### GIVEN PROBLEM
Reformat the section of the data that starts at the line containing "like [(158, 9)]." and ends at the line containing "[(573, 285), (577, 312)]" as a numbered list with one line per entry. Include both boundary lines and omit any blank lines.

[Records of labeled points]
__________________________________________________
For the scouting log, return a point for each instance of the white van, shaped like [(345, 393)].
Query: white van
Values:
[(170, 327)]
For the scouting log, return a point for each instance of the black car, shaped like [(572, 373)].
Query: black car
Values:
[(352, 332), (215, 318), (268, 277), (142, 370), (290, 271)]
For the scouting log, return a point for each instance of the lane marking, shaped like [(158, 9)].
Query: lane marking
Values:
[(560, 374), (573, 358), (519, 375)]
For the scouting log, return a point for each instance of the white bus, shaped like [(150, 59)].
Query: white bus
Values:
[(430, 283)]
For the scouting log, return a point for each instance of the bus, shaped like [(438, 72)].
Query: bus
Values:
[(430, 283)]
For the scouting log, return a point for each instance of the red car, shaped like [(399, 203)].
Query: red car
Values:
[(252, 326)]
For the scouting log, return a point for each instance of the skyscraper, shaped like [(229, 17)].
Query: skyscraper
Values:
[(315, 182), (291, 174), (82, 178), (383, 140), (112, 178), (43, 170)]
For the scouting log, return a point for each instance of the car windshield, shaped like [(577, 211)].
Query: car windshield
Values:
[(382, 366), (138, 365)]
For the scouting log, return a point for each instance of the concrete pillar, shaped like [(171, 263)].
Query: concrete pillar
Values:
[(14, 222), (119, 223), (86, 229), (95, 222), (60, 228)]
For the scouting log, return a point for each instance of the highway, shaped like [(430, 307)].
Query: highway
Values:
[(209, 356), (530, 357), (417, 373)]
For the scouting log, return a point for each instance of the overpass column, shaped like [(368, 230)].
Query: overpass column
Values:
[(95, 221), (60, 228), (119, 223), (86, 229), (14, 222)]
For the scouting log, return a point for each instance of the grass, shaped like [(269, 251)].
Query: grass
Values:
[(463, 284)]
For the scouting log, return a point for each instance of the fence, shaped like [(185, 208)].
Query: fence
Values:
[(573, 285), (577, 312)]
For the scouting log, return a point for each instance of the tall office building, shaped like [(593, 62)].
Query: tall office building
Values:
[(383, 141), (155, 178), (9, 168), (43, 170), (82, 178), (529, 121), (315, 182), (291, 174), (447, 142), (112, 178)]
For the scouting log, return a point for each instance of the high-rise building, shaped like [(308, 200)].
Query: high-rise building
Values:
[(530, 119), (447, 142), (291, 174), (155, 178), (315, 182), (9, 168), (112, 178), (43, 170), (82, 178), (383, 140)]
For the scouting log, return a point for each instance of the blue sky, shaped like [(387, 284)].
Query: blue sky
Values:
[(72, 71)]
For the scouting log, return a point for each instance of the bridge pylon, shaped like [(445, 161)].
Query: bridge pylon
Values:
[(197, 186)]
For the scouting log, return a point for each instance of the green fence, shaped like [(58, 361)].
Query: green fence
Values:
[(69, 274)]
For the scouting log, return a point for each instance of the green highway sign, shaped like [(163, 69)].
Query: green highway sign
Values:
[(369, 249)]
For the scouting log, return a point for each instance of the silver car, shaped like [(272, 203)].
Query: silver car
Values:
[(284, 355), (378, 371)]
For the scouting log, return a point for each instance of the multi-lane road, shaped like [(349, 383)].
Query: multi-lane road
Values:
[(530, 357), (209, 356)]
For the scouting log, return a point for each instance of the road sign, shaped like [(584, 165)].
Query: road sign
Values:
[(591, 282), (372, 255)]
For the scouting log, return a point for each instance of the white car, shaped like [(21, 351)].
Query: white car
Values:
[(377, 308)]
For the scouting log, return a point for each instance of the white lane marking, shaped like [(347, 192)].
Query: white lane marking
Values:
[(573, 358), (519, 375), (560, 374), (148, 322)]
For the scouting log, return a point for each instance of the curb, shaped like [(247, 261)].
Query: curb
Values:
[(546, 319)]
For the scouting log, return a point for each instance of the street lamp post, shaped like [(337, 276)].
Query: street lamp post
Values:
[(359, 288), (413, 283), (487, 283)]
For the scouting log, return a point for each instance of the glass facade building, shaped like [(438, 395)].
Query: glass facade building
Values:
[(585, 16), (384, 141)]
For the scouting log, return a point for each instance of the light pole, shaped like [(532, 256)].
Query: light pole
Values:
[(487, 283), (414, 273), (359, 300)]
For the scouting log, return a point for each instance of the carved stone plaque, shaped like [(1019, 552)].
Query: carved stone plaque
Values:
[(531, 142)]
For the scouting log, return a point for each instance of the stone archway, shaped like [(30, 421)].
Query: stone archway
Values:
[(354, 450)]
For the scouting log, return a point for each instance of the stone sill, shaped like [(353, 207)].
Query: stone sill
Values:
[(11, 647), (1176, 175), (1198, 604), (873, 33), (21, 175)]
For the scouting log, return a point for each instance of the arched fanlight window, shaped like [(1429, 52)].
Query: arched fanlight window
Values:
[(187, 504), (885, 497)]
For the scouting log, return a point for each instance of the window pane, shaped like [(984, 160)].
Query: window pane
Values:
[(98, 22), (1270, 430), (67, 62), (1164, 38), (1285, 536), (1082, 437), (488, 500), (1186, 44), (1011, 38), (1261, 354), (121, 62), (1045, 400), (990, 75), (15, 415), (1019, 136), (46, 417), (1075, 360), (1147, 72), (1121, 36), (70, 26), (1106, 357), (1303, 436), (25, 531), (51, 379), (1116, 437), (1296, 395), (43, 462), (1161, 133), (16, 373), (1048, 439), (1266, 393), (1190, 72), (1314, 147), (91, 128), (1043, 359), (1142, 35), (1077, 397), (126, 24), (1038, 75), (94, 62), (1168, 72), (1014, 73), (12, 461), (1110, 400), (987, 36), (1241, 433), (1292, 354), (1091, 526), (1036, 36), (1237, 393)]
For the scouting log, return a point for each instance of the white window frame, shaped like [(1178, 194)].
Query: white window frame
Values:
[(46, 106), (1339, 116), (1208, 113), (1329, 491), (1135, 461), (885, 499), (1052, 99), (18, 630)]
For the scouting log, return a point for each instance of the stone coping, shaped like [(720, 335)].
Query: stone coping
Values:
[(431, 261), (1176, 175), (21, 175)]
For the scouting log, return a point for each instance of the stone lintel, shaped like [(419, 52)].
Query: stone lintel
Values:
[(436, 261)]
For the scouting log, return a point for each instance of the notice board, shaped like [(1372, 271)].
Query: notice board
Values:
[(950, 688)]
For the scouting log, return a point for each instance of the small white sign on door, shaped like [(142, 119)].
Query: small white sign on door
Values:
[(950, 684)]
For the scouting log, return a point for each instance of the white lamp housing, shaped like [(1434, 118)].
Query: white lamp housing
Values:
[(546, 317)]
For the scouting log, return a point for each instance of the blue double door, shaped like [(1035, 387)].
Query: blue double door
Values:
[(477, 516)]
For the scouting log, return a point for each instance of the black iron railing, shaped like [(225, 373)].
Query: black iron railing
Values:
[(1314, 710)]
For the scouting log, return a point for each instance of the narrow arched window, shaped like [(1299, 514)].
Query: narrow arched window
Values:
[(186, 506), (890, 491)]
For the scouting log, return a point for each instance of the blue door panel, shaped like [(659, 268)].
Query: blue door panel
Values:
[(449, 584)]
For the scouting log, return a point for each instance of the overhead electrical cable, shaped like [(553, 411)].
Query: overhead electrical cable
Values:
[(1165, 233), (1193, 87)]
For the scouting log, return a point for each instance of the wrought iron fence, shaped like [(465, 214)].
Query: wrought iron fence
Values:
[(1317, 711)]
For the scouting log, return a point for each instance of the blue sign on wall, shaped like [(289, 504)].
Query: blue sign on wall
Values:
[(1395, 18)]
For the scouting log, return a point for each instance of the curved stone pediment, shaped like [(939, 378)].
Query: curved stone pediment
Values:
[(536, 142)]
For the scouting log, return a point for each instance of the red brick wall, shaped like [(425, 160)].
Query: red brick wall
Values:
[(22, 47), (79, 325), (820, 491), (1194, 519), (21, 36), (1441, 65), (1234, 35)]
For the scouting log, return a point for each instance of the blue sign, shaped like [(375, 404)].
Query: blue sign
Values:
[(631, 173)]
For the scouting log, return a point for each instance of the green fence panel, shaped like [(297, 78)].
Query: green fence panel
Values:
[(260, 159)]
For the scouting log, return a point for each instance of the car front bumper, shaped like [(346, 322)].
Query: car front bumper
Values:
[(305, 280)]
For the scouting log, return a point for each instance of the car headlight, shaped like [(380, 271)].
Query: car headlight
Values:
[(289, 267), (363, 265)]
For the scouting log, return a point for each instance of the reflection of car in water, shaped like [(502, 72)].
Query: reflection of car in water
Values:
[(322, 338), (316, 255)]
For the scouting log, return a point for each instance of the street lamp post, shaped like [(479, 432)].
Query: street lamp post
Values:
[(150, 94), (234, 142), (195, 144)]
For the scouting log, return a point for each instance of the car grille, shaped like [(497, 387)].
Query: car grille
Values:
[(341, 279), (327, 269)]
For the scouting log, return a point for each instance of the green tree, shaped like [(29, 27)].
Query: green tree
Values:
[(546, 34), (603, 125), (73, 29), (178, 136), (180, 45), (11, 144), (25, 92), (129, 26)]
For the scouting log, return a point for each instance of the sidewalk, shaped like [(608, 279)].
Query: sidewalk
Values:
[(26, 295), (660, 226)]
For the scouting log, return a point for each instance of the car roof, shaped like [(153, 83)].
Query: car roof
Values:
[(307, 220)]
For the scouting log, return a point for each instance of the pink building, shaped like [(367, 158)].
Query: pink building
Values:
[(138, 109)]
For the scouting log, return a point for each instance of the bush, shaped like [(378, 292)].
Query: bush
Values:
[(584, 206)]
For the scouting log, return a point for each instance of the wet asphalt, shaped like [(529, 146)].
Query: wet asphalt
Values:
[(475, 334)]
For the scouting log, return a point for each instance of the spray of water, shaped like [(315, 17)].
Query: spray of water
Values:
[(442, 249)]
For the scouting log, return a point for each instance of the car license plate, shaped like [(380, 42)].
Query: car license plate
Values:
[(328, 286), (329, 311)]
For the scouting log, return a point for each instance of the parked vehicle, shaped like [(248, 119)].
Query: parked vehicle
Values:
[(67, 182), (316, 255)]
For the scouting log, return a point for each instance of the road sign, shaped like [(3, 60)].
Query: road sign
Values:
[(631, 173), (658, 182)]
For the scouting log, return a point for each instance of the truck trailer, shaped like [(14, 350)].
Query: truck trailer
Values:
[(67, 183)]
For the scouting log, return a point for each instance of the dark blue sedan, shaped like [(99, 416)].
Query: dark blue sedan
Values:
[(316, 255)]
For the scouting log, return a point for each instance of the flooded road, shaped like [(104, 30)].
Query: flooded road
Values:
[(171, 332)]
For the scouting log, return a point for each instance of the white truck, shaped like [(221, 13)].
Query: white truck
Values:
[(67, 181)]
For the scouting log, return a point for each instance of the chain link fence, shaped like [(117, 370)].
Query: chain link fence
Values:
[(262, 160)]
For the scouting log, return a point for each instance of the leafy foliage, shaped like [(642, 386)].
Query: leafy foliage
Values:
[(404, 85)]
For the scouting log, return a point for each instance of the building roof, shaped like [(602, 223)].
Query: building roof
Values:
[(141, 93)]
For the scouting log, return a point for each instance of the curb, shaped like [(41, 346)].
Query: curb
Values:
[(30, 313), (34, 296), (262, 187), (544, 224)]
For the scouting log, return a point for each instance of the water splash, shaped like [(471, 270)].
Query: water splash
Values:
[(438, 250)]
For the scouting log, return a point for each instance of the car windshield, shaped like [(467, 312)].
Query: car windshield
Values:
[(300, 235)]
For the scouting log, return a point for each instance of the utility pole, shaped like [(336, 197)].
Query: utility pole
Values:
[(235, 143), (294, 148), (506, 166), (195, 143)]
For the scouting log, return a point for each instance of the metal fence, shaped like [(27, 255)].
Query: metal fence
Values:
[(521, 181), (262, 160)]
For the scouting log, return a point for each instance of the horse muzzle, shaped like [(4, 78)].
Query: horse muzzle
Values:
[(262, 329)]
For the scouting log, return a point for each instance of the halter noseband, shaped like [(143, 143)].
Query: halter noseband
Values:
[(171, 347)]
__________________________________________________
### EXERCISE RESPONSE
1. For the scouting log, return a point for each instance of the lane marking, shaped like [(158, 9)].
2. Query: lane marking
3. Values:
4. [(560, 374), (573, 358), (519, 375)]
5. For the scouting log, return a point for each instance of the white bus, shaped like [(150, 59)].
6. Query: white bus
7. Values:
8. [(430, 283)]
9. For the scouting log, return a point for each instance of the bus, shaped like [(438, 72)].
10. Query: bus
11. Values:
12. [(430, 283)]
13. For the scouting log, return a point for each instance of the red car, shaped like [(399, 203)].
14. Query: red car
15. Values:
16. [(252, 326)]
17. For the scouting log, return a point for each instance of the skyscraper, shaped like [(229, 17)].
18. Query: skyscraper
19. Values:
20. [(315, 182), (291, 174), (82, 178), (383, 140), (112, 178), (43, 170)]
21. For the scouting log, return a point for each instance of the car windshield, shaped like [(577, 211)].
22. Query: car windshield
23. Values:
24. [(382, 366), (138, 365)]
25. For the scouting log, return a point for each instance of the concrete pillar, shaped like [(171, 263)].
26. Query: concrete pillar
27. Values:
28. [(14, 222), (119, 223), (86, 229), (95, 222), (60, 228)]
29. For the scouting log, return a point for each instance of the highway, shaped like [(430, 307)].
30. Query: highway
31. Values:
32. [(209, 356), (530, 357), (417, 373)]
33. For the scouting log, return a point for each instance of the overpass column, shaped like [(368, 230)].
34. Query: overpass column
35. Values:
36. [(95, 221), (60, 228), (119, 223), (86, 229), (14, 222)]
37. For the scouting log, return a point for each instance of the grass, shaped like [(269, 251)].
38. Query: grass
39. Values:
40. [(463, 284)]
41. For the scouting log, return a point for each instance of the fence, shaped like [(185, 208)].
42. Query: fence
43. Values:
44. [(573, 285), (577, 312)]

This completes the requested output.